▶ _Bacaan yang Diberikan_

Dia meyakini, biaya sewa seribu unit kendaraan yang harus ditanggung negara, angkanya cukup jumbo. Apalgi, biaya sewanya naik gara-gara mobilnya didrop dari luar Pulau Jawa.
"Sewa 1.000 unit mobil dari berbagai daerah di Indonesia, termasuk Surabaya, Jakarta, Sidoarjo, Semarang, Solo, Makassar, Bali, dan Palu, bukanlah langkah bijak dalam konteks ekonomi saat ini," kata ANH, Jakarta, Selasa (6/8/2024).
Pengeluaran besar-besaran untuk mobilitas tamu VVIP ini, menurut ANH, tidak proporsional dengan kondisi ekonomi negara yang sedang berjuang pulih pasca pandemi COVID-19.
Setiap unit mobil membutuhkan biaya pengiriman Rp13 juta, menambah beban biaya untuk sewa mobil. "Harga sewa mobil yang melonjak hingga 100 persen dari harga normal menunjukkan adanya inflasi biaya yang tidak terkendali," kata ANH.
Sebut saja, biaya sewa Toyota Fortuner yang biasanya dibanderol Rp2,5 juta melejit menjadi Rp5 juta per hari. Atau Toyota Alphard yang tarif sewa biasanya Rp7 juta melonjak menjadi Rp25 juta per hari.
"Lonjakan harga ini memperlihatkan adanya ketidakseimbangan antara permintaan dan ketersediaan unit mobil, yang seharusnya dapat diantisipasi oleh pemerintah melalui perencanaan yang lebih matang," ungkapnya.

▶ _Data yang Diberikan_

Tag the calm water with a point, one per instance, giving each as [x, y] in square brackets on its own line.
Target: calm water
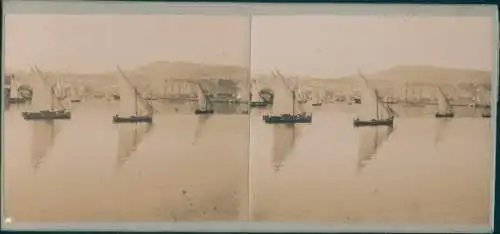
[186, 168]
[423, 171]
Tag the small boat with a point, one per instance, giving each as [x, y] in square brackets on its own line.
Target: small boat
[374, 112]
[318, 101]
[255, 98]
[205, 106]
[45, 103]
[287, 109]
[486, 113]
[15, 96]
[445, 110]
[133, 108]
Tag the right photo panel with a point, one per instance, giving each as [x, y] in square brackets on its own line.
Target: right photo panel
[371, 120]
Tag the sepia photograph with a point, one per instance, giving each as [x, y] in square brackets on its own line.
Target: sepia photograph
[333, 116]
[126, 118]
[374, 119]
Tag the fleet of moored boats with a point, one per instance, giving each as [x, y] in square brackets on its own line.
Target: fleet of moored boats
[287, 107]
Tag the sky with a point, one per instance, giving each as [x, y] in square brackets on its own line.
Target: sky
[335, 46]
[98, 43]
[325, 46]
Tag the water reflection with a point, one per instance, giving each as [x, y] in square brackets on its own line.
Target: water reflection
[43, 138]
[202, 121]
[129, 137]
[371, 138]
[285, 137]
[441, 126]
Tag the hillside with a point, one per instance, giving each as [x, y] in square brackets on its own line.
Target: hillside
[429, 75]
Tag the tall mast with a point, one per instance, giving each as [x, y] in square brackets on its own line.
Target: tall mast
[135, 104]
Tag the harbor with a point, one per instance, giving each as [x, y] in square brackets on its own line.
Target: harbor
[340, 121]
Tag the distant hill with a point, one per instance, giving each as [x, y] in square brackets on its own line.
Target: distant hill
[154, 73]
[428, 75]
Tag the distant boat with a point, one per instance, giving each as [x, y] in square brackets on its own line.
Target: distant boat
[445, 110]
[15, 96]
[45, 103]
[370, 139]
[43, 138]
[286, 107]
[285, 137]
[133, 108]
[255, 98]
[374, 112]
[318, 101]
[205, 106]
[129, 137]
[486, 113]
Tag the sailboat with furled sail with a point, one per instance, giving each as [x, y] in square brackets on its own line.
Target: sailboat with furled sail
[133, 108]
[285, 137]
[45, 103]
[370, 140]
[445, 110]
[317, 100]
[374, 112]
[255, 98]
[205, 106]
[43, 138]
[130, 136]
[287, 108]
[15, 96]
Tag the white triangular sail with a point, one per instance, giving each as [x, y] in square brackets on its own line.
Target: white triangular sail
[285, 137]
[14, 88]
[44, 96]
[370, 139]
[203, 102]
[131, 103]
[254, 92]
[372, 107]
[283, 102]
[443, 104]
[316, 98]
[43, 138]
[129, 137]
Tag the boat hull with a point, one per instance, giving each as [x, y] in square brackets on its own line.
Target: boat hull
[287, 119]
[17, 100]
[203, 112]
[376, 122]
[133, 119]
[446, 115]
[46, 115]
[258, 104]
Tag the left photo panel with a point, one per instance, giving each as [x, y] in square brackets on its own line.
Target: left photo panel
[136, 118]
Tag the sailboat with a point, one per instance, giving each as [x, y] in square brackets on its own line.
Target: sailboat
[370, 141]
[43, 138]
[445, 110]
[318, 101]
[374, 112]
[130, 136]
[45, 103]
[133, 108]
[255, 98]
[286, 106]
[481, 102]
[15, 96]
[205, 106]
[285, 137]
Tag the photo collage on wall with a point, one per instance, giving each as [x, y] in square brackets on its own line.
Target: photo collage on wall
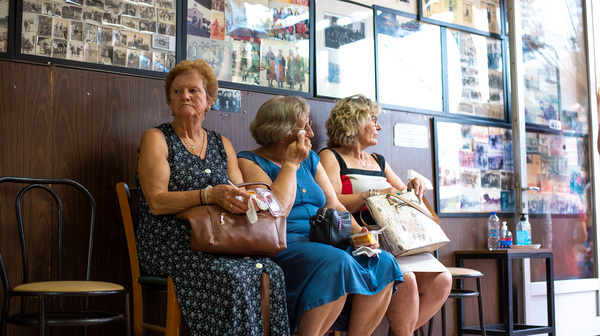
[133, 34]
[479, 14]
[558, 165]
[475, 168]
[481, 74]
[4, 26]
[254, 42]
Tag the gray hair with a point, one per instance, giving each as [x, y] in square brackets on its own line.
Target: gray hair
[276, 119]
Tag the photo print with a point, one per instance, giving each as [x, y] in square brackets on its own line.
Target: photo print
[119, 56]
[59, 48]
[90, 52]
[247, 18]
[114, 7]
[288, 22]
[90, 33]
[470, 200]
[139, 41]
[166, 29]
[106, 55]
[480, 155]
[98, 4]
[491, 200]
[28, 43]
[133, 58]
[285, 65]
[246, 60]
[217, 27]
[228, 101]
[218, 54]
[507, 201]
[30, 23]
[91, 15]
[146, 60]
[490, 179]
[32, 6]
[72, 13]
[198, 18]
[120, 38]
[159, 63]
[44, 26]
[469, 178]
[75, 51]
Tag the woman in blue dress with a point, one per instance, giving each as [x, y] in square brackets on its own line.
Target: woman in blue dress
[326, 287]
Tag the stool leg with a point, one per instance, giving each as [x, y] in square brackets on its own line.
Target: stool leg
[481, 323]
[444, 319]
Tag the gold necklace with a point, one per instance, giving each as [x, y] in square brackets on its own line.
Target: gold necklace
[362, 165]
[190, 146]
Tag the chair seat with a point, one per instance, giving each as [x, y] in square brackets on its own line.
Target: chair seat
[68, 287]
[461, 272]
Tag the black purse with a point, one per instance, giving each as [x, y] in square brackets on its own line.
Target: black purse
[330, 226]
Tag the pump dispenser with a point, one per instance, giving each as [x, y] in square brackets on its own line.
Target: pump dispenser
[505, 236]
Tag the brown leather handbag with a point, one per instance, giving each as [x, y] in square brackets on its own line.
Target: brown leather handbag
[216, 230]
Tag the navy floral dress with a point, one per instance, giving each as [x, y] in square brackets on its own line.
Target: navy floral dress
[218, 295]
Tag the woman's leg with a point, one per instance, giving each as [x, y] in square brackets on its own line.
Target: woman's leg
[265, 303]
[434, 289]
[403, 311]
[368, 310]
[413, 305]
[316, 321]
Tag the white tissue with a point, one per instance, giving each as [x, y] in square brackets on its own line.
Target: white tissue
[411, 174]
[366, 250]
[251, 213]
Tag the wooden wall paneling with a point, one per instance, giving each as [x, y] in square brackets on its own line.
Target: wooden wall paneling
[25, 116]
[102, 117]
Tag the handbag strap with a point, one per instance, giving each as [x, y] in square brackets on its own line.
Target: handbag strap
[431, 214]
[253, 183]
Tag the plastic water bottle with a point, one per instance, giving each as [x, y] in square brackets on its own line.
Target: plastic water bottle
[493, 231]
[523, 231]
[505, 236]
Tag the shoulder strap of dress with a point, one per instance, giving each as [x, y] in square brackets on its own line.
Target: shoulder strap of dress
[339, 158]
[380, 160]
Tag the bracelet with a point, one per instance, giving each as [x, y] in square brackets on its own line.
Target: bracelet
[206, 195]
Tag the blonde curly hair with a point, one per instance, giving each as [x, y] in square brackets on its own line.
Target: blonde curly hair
[209, 80]
[348, 115]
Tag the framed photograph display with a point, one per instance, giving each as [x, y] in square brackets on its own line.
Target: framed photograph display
[414, 82]
[345, 49]
[262, 43]
[475, 75]
[558, 164]
[4, 24]
[482, 15]
[475, 168]
[135, 35]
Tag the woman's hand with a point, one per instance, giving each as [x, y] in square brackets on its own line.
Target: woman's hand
[298, 150]
[418, 186]
[372, 246]
[225, 196]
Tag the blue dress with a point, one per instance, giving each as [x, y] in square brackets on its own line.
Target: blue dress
[315, 273]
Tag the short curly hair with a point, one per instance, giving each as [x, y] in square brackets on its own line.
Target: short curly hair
[276, 119]
[347, 116]
[210, 83]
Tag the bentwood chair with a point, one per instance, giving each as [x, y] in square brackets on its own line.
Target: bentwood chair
[53, 286]
[129, 204]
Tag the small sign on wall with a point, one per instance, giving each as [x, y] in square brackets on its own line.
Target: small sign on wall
[409, 135]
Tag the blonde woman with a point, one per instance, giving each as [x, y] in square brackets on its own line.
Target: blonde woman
[352, 127]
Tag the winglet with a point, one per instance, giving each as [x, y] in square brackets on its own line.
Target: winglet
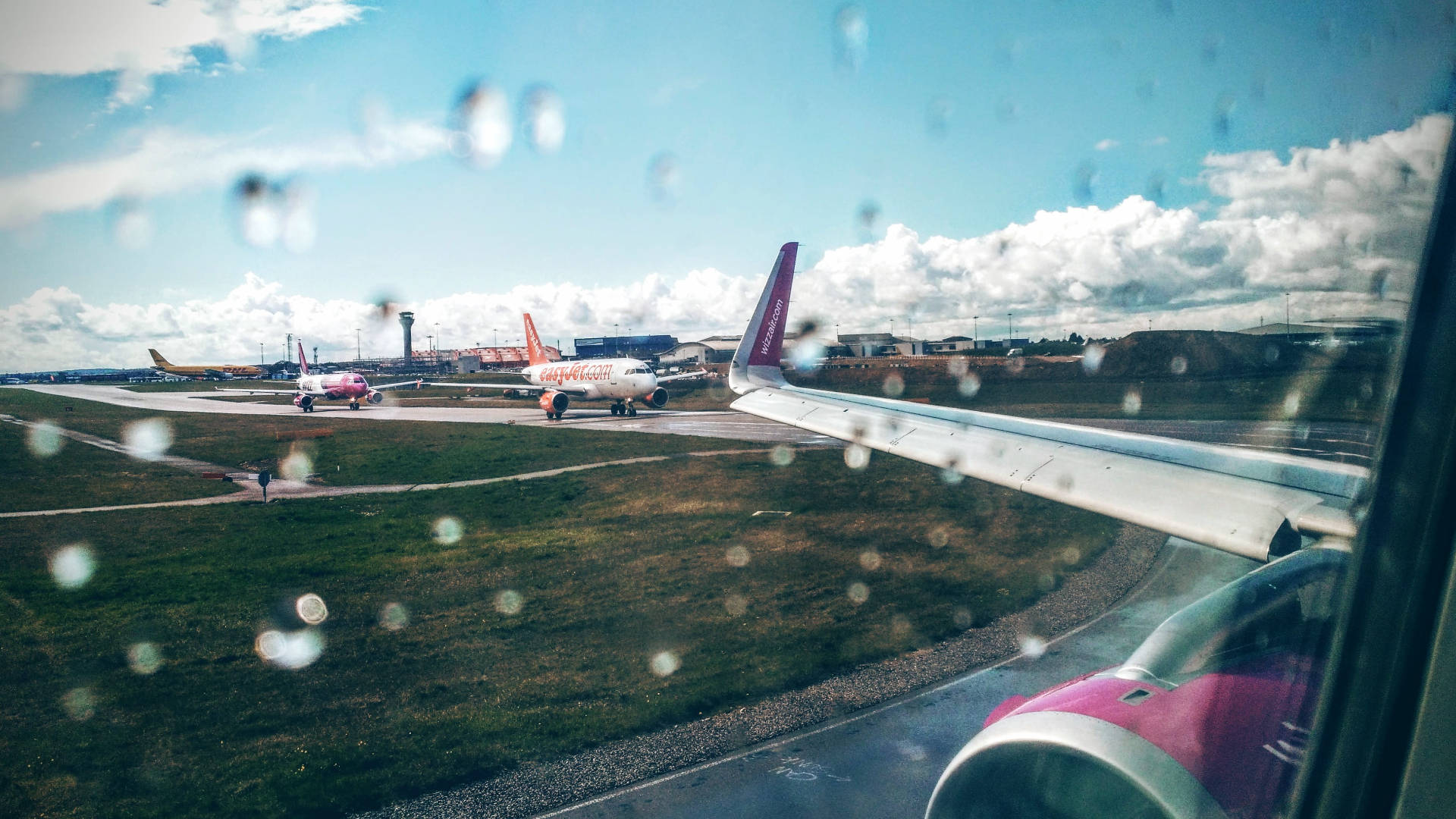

▶ _Cek Pemahaman_
(1) Tuliskan persis bagian bacaan tentang sewa mobil tamu VVIP, mulai dari "Pengeluaran besar-besaran untuk" terus sampai "Rp25 juta per hari.".
(2) Menurut bacaan tentang sewa mobil tamu VVIP, apakah pernyataan berikut benar? (a) Biaya pengiriman tiap unit mobil Rp13 juta. (b) Sewa Toyota Alphard naik menjadi Rp5 juta per hari. (c) Mobil yang disewa hanya didatangkan dari Jakarta. Jawab ya atau tidak, lalu kutip kata-kata bacaan yang jadi penentunya.
(3) Teruskan bacaan soal sewa seribu mobil untuk tamu VVIP, mulai setelah kalimat terakhirnya.

▶ _Hasil Berurutan_
(1)
Pengeluaran besar-besaran untuk mobilitas tamu VVIP ini, menurut ANH, tidak proporsional dengan kondisi ekonomi negara yang sedang berjuang pulih pasca pandemi COVID-19.
Setiap unit mobil membutuhkan biaya pengiriman Rp13 juta, menambah beban biaya untuk sewa mobil. "Harga sewa mobil yang melonjak hingga 100 persen dari harga normal menunjukkan adanya inflasi biaya yang tidak terkendali," kata ANH.
Sebut saja, biaya sewa Toyota Fortuner yang biasanya dibanderol Rp2,5 juta melejit menjadi Rp5 juta per hari. Atau Toyota Alphard yang tarif sewa biasanya Rp7 juta melonjak menjadi Rp25 juta per hari.

(2)
(a) Ya: "Setiap unit mobil membutuhkan biaya pengiriman Rp13 juta"
(b) Tidak: "Toyota Alphard yang tarif sewa biasanya Rp7 juta melonjak menjadi Rp25 juta per hari"
(c) Tidak: "dari berbagai daerah di Indonesia, termasuk Surabaya, Jakarta, Sidoarjo, Semarang, Solo, Makassar, Bali, dan Palu"

(3)
Keputusan ini, ungkap ANH, tidak hanya membebani keuangan negara, namun juga menunjukkan tidak adanya sensitivitas terhadap perekonomian masyarakat. Saat ini, banyak kelompok menengah yang turun kelas menjadi hampir menengah. Akibat melemahnya daya beli mereka.
"Saat ini, situasinya banyak warga berjuang untuk pulih dari kesulitan ekonomi akibat pandemi, rakyat kebingung cari nafkah karena kehilangan pekerjaan, pengeluaran sebesar ini untuk acara seremonial dianggap sebagai bentuk ketidakadilan dan pemborosan," ungkapnya.
Kelas Menengah Jatuh Miskin
Eks Menteri Keuangan era SBY, Chatib Basri mengungkap sejumlah data tentang kelompok menengah di Indonesia yang cukup bikin jeri. Mengutip data Bank Dunia, jumlah warga kelas menengah di Indonesia mencapai 23 persen dari total penduduk.
Setahun kemudian jumlahnya susut menjadi 21 persen seiring membengkaknya kelompok menengah bawah yang rentan miskin alias aspiring middle class (AMC), dari 47 persen menjadi 48 persen.
"Kecenderungan ini terus terjadi. Pada 2023, kelas menengah turun menjadi 17 persen. Sementara AMC naik menjadi 49 persen, kelompok rentan meningkat menjadi 23 persen. Artinya sejak 2019, sebagian dari kelas menengah mengalami penurunan kelas menjadi AMC. Sedangkan kelompok AMC turun menjadi kelompok rentan," tutur Chatib.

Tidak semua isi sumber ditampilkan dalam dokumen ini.